# Start of SOURCE

Finally, we worked on fluorinating PEDOT-PSS via microcontact printing in anticipation of preparing devices in which we can cast our fluorinated materials onto an appropriate fluorinated surface in order to study actual photovoltaic efficiencies.  Shown to the right is an AFM lateral force image of a PEDOT-PSS surface that has been microcontact printed with a fluorinated ink in a pattern consisting of a square array of circular holes.

The results of this work to date were presented at the National Meeting of the American Chemical Society in San Diego in March 2012 (undergraduate coauthors indicated by asterisks): "Partially fluorinated sidechains in influencing polymer film morphology, absorption and fluorescence behavior" Daniel A. Gross,* Cameron R. Rogers,* Katrina A. Tulla,* Erica L. Wu,* Lee Y. Park.

# End of SOURCE
# Start of RECORD EXTRACTS

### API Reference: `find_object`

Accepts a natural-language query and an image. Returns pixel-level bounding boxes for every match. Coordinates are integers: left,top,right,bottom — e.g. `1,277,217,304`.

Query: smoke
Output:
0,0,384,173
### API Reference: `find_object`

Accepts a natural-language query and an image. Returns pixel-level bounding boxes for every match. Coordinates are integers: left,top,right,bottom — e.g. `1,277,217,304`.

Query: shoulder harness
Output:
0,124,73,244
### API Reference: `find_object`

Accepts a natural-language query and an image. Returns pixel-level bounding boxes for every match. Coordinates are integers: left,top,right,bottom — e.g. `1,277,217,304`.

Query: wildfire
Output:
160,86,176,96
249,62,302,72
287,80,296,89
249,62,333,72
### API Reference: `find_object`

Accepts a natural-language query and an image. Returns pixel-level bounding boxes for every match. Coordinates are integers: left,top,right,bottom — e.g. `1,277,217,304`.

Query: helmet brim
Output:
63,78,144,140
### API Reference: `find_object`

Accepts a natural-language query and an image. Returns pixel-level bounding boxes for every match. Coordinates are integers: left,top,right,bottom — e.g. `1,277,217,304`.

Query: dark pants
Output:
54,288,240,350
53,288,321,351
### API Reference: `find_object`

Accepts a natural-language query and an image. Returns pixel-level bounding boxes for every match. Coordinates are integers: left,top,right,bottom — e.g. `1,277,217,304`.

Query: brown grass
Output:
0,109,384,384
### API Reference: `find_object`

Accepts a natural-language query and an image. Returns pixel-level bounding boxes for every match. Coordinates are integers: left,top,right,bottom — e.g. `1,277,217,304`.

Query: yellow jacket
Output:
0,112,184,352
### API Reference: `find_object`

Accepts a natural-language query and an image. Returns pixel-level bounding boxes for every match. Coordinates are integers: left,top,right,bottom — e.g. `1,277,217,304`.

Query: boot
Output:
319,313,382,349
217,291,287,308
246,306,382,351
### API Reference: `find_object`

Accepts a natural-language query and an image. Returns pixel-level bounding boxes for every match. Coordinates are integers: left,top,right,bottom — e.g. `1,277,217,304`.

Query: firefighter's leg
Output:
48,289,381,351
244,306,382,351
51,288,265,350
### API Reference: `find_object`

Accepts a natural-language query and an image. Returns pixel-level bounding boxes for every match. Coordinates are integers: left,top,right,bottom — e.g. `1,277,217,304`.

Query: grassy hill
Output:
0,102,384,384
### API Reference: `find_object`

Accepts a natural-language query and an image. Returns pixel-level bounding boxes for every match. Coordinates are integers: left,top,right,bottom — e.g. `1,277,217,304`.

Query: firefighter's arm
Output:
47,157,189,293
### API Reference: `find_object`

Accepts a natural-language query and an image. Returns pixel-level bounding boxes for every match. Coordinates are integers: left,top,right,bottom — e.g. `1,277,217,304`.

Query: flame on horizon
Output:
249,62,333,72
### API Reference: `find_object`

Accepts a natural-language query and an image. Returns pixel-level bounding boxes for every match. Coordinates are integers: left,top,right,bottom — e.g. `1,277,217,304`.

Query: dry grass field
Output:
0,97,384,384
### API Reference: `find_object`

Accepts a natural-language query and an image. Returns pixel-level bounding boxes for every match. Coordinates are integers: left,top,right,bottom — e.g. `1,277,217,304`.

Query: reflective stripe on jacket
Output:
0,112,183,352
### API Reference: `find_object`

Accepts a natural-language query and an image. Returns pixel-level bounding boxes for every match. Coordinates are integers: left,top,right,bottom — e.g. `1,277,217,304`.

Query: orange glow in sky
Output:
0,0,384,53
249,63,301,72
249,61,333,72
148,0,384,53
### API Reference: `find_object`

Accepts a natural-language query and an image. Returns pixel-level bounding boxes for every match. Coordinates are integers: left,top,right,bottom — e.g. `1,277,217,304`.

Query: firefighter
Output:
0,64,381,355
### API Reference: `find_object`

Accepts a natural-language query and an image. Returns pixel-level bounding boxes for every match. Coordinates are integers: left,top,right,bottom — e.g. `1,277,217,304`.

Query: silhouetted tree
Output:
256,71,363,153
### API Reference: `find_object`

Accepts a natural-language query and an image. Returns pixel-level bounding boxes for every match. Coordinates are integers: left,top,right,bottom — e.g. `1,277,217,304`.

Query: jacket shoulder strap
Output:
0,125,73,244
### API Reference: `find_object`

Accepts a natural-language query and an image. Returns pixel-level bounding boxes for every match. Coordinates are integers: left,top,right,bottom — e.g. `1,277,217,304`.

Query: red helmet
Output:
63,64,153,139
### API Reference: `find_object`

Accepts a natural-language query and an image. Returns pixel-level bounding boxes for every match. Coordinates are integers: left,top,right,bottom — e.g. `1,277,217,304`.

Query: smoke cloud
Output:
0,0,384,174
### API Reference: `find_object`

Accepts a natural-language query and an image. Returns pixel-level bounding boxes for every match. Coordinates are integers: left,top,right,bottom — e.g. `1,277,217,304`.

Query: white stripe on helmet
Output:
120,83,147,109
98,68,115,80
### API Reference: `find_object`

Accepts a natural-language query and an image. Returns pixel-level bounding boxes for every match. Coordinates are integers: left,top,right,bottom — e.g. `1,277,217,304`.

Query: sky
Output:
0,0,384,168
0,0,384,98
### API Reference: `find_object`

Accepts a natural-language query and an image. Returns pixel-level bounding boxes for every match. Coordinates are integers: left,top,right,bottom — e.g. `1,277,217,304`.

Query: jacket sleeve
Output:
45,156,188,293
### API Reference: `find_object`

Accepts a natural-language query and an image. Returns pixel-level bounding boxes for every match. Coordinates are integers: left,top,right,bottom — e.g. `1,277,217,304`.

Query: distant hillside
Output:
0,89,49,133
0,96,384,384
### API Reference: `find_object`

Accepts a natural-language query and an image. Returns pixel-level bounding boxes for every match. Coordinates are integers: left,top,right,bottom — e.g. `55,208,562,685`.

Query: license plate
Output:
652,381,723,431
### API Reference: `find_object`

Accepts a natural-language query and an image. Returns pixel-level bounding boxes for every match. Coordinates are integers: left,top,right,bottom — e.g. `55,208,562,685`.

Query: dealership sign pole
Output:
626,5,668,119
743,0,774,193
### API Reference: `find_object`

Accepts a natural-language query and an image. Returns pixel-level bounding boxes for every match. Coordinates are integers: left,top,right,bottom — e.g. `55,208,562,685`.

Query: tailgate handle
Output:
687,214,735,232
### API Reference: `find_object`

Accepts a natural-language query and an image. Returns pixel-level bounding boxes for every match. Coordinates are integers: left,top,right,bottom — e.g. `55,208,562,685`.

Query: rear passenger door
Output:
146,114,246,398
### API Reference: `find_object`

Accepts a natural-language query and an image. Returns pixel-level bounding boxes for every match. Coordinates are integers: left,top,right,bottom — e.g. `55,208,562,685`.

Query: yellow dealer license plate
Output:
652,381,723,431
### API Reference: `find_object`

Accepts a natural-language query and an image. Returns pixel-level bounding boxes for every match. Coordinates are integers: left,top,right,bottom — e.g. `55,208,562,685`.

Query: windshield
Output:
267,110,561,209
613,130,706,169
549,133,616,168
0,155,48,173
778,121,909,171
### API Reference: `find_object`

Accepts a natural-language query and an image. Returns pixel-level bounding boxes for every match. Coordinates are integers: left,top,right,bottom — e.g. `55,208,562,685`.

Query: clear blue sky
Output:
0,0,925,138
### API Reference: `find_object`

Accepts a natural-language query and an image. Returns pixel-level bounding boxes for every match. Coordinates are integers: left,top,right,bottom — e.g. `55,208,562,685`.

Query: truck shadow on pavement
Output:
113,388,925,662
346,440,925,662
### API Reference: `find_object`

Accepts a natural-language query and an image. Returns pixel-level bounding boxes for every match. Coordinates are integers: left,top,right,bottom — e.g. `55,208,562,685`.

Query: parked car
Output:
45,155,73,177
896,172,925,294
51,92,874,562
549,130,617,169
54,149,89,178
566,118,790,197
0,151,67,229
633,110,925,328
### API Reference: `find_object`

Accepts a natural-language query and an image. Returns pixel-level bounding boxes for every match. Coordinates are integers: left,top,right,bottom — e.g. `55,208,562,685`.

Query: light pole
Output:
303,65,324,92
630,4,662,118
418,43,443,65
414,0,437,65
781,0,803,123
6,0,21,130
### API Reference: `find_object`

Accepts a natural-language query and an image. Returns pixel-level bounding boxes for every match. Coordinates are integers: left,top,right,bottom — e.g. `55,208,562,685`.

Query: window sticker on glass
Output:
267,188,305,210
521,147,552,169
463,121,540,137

# End of RECORD EXTRACTS

### TASKS AND EXERCISES
(a) Reproduce, word for word, the portion of the passage on fluorinating PEDOT-PSS that opens with the words containing "The results of" and closes with "Lee Y. Park.".
(b) Carry on the passage on fluorinating PEDOT-PSS, starting after its final sentence.
The entries have no connection to the passage on fluorinating PEDOT-PSS.

### RESPONSES
(a)
The results of this work to date were presented at the National Meeting of the American Chemical Society in San Diego in March 2012 (undergraduate coauthors indicated by asterisks): "Partially fluorinated sidechains in influencing polymer film morphology, absorption and fluorescence behavior" Daniel A. Gross,* Cameron R. Rogers,* Katrina A. Tulla,* Erica L. Wu,* Lee Y. Park.

(b)
In addition, we began to investigate small molecule analogs of polyphenylene vinylenes as well. We developed a modular synthetic route to a series of oligophenylenevinylenes in which core and endgroup substituents can be varied systematically in order to study the impact of the structural variations on electronic and optical properties. We prepared our first examples of dimeric and trimeric species involving phenyl and anthryl core and terminal units, as well as bromine-, dimesitylboron-, and aldehyde- based capping substituents.  We studied the UV/Vis and fluorescence properties of the dimeric and trimeric families that we've prepared thus far, as illustrated in the two Figures shown below.  We are currently working to develop a more complete library of related compounds in order to systematically investigate the effect of electron withdrawing groups and various aromatic cores.  This work was presented at the National Meeting of the American Chemical Society in San Diego as well (undergraduate coauthors indicated by asterisks): "Optical and electronic properties of discrete phenylenevinylene-based oligomers" Grace C. Babula,* Chelsea D. Boydstun,* Peter L. Clement,* Christopher J. Corbett,* Alejandro R. Gimenez,* Mindy C. Lee,* Lee Y. Park.